### [Entries provided]
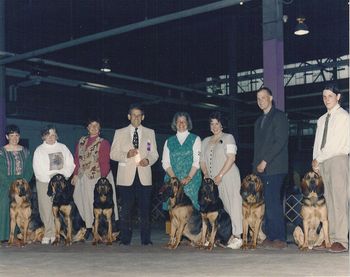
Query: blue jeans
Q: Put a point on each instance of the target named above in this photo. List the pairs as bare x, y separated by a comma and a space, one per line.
274, 218
128, 196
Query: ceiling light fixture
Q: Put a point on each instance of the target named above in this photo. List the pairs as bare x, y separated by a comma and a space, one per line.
105, 66
301, 28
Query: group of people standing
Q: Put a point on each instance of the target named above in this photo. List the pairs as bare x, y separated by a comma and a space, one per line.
188, 158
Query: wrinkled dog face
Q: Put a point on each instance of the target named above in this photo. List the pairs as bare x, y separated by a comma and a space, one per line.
208, 190
312, 185
252, 189
169, 189
104, 188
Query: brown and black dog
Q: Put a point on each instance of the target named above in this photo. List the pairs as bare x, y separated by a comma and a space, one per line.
20, 209
104, 223
185, 221
61, 192
315, 228
213, 213
253, 210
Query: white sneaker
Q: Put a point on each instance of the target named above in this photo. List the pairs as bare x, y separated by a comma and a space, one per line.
45, 240
235, 243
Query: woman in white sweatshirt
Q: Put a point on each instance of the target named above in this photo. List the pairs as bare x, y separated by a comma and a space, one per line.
50, 158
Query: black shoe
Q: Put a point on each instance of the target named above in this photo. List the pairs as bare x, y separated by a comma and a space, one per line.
124, 243
88, 234
147, 243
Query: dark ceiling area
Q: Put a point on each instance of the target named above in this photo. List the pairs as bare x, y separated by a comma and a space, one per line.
156, 66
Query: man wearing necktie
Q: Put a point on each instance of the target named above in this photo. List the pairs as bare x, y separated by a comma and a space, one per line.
134, 148
270, 162
331, 160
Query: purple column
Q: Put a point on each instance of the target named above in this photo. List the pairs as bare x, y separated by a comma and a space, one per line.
273, 50
2, 76
273, 70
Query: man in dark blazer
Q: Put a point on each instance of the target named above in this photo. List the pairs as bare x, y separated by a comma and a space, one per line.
271, 164
134, 148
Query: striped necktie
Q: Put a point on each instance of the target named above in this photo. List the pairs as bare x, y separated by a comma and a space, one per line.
135, 139
325, 130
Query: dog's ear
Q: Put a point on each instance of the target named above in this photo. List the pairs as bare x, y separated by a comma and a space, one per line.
27, 189
96, 193
13, 190
259, 184
49, 189
320, 186
305, 186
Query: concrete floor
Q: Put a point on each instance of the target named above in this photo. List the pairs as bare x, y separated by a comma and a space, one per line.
83, 259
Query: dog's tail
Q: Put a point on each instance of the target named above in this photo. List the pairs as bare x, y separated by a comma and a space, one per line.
224, 227
195, 222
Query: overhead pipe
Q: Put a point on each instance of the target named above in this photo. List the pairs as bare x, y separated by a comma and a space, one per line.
106, 89
124, 29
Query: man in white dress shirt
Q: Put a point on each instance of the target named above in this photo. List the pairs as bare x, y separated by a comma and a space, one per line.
134, 148
331, 160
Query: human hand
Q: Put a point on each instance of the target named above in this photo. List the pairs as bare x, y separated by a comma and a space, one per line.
74, 180
144, 162
261, 166
218, 179
315, 166
186, 180
132, 153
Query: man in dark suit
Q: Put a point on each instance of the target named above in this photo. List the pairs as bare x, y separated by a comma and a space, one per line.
271, 164
134, 148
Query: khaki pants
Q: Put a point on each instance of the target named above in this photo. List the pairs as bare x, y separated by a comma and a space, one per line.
335, 175
45, 209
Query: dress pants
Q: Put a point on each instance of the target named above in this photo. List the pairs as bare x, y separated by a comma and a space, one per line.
335, 175
274, 217
128, 196
45, 209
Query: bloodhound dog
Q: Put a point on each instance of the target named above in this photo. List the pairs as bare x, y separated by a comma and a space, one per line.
61, 192
185, 220
253, 207
315, 228
104, 223
213, 213
20, 209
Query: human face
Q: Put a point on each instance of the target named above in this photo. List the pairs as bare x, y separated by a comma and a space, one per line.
264, 100
13, 138
181, 124
94, 128
330, 99
51, 138
215, 127
136, 117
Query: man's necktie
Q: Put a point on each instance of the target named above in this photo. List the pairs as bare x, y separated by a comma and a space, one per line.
135, 139
262, 121
324, 137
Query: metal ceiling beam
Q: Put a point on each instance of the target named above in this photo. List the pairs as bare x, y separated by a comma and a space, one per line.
124, 29
108, 89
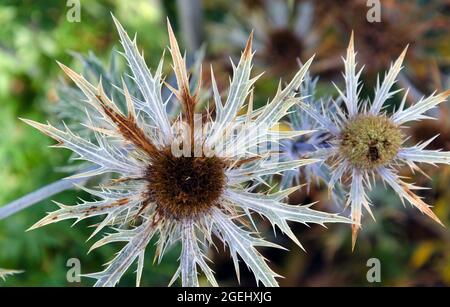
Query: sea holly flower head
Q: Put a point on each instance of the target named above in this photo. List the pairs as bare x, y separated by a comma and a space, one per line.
185, 180
367, 142
5, 273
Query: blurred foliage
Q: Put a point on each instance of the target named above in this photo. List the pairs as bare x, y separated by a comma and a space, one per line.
34, 34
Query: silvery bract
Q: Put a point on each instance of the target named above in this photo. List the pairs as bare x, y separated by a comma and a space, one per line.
368, 143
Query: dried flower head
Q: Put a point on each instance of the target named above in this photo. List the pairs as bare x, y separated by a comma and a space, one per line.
283, 34
185, 180
367, 142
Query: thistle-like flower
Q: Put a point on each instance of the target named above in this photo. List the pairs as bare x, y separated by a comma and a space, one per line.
367, 142
189, 195
283, 33
5, 273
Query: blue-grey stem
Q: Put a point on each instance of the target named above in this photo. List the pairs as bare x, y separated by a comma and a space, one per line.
39, 195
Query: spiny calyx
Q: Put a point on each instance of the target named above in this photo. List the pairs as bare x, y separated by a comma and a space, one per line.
185, 187
370, 141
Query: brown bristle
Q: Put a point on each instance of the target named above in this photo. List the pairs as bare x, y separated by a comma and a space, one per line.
128, 128
185, 187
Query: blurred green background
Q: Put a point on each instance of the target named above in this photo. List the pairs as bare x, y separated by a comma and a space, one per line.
34, 34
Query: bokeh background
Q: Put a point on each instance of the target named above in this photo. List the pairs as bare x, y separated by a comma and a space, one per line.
413, 251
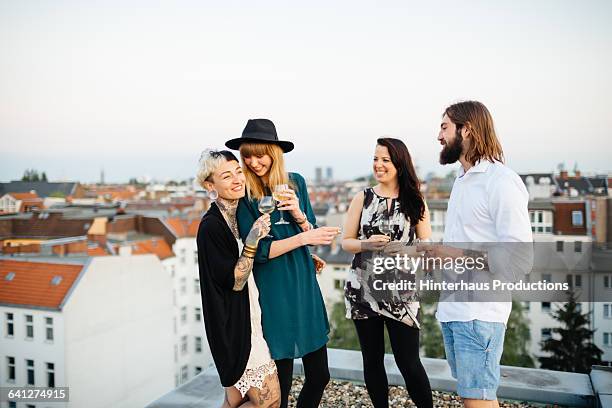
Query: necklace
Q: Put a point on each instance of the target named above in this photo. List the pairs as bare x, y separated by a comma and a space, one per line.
228, 210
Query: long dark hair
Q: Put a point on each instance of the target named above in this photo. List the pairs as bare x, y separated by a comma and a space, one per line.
412, 204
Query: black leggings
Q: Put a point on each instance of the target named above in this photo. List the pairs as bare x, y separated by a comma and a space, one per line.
405, 345
316, 375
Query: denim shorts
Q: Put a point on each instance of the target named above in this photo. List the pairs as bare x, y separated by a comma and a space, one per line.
473, 351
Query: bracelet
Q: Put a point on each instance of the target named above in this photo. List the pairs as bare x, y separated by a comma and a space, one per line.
249, 251
302, 220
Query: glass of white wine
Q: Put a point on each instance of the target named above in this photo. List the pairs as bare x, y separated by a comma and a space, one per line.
280, 194
266, 206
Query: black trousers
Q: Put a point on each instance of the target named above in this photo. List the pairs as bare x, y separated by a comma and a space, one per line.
405, 345
316, 375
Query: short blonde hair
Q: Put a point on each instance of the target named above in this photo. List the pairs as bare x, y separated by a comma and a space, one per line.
210, 160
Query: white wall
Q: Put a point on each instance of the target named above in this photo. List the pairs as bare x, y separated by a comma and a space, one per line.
38, 349
118, 333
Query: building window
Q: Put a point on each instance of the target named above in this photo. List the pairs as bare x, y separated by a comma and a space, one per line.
577, 219
50, 375
607, 310
29, 326
183, 344
49, 328
10, 369
30, 371
183, 314
184, 374
577, 246
578, 281
183, 285
10, 325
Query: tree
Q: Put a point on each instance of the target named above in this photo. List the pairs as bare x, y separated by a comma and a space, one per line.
572, 349
516, 339
432, 342
31, 175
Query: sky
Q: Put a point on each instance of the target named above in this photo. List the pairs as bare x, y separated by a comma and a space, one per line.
140, 88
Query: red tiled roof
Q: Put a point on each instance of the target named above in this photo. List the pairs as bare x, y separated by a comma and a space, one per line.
183, 227
31, 285
24, 196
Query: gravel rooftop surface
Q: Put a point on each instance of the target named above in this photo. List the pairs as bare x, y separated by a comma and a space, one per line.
346, 394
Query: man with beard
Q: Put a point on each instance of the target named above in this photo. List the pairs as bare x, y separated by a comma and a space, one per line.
488, 203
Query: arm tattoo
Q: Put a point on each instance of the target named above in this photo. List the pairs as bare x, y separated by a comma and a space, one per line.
242, 270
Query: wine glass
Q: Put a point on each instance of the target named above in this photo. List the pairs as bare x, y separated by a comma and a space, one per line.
385, 226
266, 206
279, 195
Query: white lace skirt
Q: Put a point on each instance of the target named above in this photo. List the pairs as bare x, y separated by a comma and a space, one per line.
255, 377
260, 363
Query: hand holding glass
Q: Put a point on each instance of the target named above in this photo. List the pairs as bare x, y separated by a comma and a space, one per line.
279, 195
266, 206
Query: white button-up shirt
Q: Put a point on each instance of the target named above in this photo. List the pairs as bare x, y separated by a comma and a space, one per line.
488, 203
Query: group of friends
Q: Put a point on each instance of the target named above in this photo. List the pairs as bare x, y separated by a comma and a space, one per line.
261, 301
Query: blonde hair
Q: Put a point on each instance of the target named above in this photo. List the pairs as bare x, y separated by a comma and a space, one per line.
210, 160
477, 119
276, 175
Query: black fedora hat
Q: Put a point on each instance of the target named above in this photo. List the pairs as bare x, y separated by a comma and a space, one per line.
259, 131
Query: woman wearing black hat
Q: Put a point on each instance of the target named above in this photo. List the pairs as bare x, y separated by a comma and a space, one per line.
294, 319
232, 315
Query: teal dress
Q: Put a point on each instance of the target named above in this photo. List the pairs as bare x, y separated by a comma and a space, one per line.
293, 314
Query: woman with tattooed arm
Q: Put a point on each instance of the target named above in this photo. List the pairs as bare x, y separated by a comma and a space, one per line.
230, 300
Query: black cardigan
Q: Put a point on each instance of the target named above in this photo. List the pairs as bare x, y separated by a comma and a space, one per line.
226, 312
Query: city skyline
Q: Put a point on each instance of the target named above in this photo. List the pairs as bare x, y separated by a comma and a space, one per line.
140, 89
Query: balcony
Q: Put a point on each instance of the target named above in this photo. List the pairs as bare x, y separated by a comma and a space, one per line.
518, 384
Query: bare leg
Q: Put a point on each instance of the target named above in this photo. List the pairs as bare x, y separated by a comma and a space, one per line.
472, 403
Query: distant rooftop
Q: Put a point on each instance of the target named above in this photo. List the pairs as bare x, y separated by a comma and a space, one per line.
36, 284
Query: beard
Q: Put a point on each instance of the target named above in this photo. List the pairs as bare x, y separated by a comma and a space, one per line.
451, 152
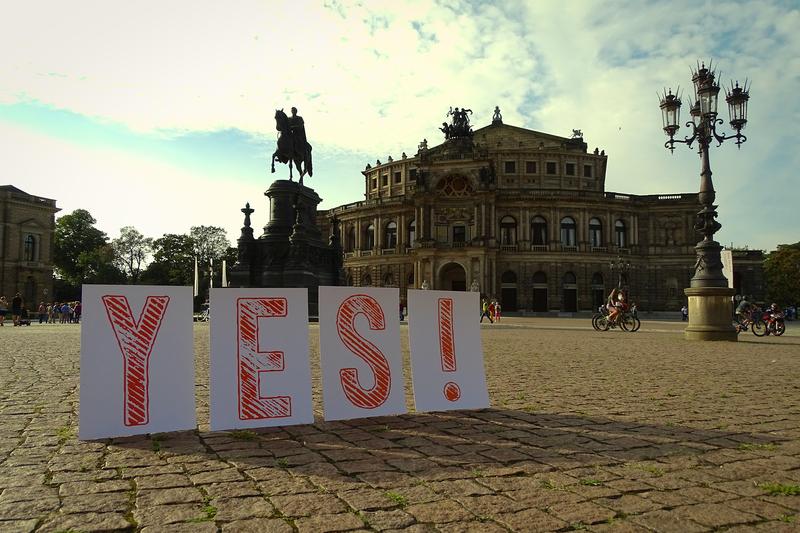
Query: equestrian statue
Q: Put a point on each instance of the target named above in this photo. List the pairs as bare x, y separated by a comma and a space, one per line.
292, 144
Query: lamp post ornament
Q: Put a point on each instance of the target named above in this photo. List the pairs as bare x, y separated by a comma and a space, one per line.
708, 292
708, 267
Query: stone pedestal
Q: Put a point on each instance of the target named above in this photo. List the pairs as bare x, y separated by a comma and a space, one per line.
291, 251
710, 314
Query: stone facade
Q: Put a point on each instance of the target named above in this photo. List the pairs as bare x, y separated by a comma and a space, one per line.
524, 217
26, 245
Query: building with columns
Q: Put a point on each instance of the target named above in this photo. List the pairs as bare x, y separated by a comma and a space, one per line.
522, 216
27, 228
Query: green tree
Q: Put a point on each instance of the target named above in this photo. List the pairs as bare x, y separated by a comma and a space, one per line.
99, 266
173, 261
131, 249
210, 242
75, 235
782, 270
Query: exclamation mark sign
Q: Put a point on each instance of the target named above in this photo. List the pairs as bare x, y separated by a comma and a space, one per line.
447, 347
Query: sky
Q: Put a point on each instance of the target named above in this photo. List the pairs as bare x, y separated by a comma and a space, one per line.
160, 115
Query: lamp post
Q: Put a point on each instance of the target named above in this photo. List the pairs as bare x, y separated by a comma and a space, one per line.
708, 292
621, 268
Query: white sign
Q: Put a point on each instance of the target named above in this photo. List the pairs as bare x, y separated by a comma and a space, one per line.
362, 366
260, 373
446, 355
137, 366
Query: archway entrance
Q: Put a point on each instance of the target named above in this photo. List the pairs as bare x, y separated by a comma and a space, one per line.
452, 277
570, 288
508, 291
540, 292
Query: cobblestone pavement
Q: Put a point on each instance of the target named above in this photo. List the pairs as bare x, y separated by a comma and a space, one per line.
587, 431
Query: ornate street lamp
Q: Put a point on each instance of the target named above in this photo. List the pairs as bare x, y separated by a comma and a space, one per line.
708, 288
621, 268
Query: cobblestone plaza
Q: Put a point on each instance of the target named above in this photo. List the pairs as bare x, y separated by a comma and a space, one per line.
587, 431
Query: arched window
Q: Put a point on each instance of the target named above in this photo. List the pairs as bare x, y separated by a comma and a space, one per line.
508, 230
621, 233
508, 277
29, 252
595, 233
567, 231
539, 231
391, 235
369, 238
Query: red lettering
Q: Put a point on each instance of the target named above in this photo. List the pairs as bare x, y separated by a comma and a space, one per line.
255, 364
447, 346
136, 340
375, 396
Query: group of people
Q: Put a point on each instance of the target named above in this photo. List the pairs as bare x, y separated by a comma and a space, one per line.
490, 310
47, 313
16, 310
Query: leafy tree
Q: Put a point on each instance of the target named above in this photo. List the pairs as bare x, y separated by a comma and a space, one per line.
131, 249
75, 234
210, 242
782, 270
99, 266
173, 261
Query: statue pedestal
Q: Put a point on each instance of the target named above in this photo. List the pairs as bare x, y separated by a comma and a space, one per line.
710, 312
291, 252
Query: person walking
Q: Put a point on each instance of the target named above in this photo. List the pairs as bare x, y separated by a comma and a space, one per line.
16, 308
485, 311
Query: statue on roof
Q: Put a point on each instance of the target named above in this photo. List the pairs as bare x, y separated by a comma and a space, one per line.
459, 128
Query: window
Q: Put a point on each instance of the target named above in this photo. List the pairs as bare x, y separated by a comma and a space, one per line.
29, 252
508, 230
391, 235
567, 232
539, 231
621, 233
459, 233
369, 238
595, 233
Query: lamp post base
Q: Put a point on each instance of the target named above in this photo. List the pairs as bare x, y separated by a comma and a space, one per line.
710, 312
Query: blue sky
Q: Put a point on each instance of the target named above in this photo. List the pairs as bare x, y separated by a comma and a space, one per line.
160, 115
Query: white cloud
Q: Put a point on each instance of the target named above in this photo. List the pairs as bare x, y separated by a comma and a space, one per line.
377, 77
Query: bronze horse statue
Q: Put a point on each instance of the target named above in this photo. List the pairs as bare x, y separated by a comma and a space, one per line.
292, 145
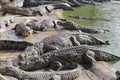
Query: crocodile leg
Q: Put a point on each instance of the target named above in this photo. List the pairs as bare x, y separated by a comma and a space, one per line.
56, 65
74, 41
89, 59
50, 47
118, 75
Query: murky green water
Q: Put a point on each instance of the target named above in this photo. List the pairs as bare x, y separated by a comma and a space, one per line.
110, 10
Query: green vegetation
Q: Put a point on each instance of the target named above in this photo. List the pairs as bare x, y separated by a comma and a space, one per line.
85, 11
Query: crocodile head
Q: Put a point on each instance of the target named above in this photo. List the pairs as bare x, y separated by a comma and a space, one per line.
3, 2
13, 71
117, 74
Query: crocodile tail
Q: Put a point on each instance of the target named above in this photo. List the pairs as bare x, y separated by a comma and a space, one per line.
99, 41
70, 74
13, 45
105, 56
107, 42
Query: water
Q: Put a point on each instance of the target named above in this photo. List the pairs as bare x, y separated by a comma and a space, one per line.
109, 10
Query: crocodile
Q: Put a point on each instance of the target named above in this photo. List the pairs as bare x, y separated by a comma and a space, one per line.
71, 74
42, 26
74, 26
23, 30
14, 45
9, 77
74, 3
33, 11
14, 3
4, 22
87, 18
66, 56
118, 75
60, 40
33, 3
74, 38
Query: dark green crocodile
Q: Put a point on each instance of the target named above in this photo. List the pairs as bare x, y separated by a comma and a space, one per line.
60, 40
33, 11
46, 75
74, 26
23, 30
118, 75
14, 45
66, 56
74, 3
42, 26
87, 18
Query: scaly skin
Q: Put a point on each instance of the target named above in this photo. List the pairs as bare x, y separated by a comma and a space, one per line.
33, 11
74, 26
23, 30
14, 45
46, 75
42, 26
4, 22
61, 40
67, 55
118, 74
87, 18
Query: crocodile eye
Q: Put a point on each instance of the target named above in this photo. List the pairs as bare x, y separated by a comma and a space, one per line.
11, 0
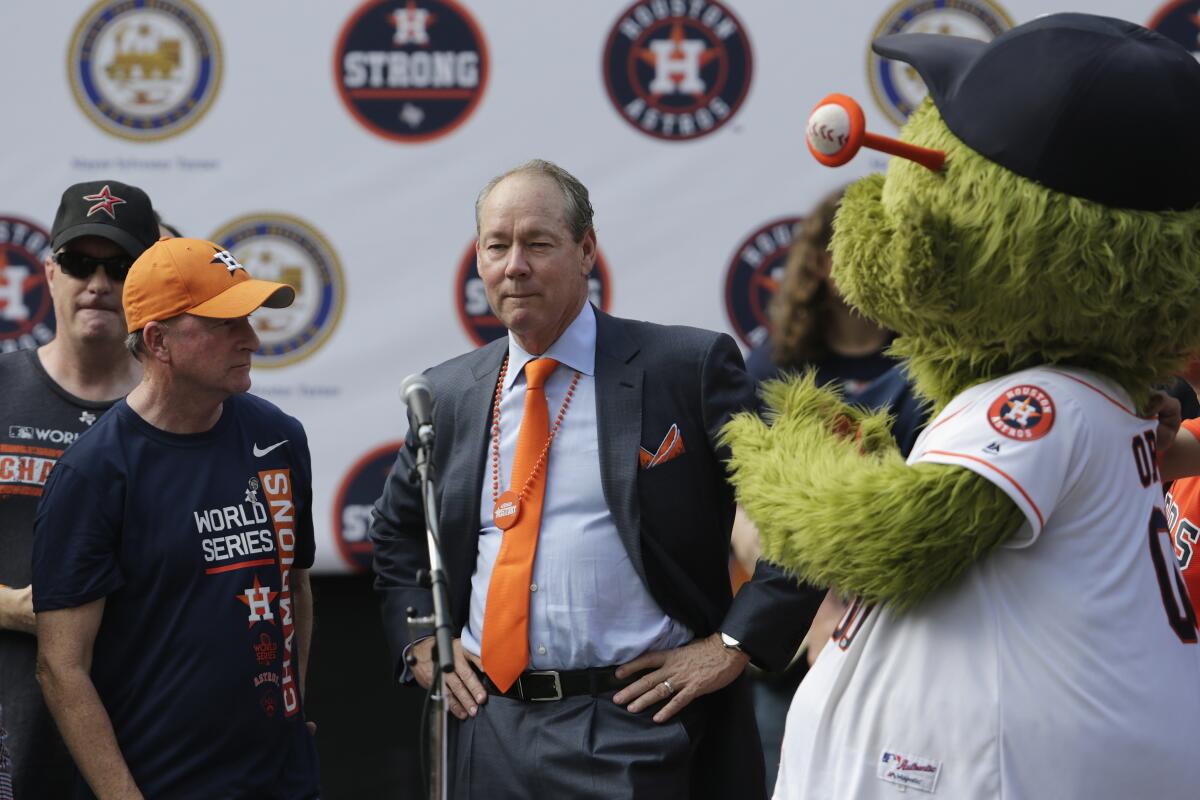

### [What you need to do]
Using the data above, print only the lines starting at the one with "Query: white cloud" and ending at the one with "Query: crocodile leg", exactly as they stand, minus the pictures.

### [Expected answer]
Query: white cloud
Q: Put a point on each instance of the target named above in this photo. List the pairs as bare x, y separated by a comma and a space, one per line.
377, 77
Query: bronze horse statue
Q: Put a point on each instance of the target named above in this photo. List the pairs as bare x, y separated by a comma and a space, one per line.
292, 145
Query: crocodile leg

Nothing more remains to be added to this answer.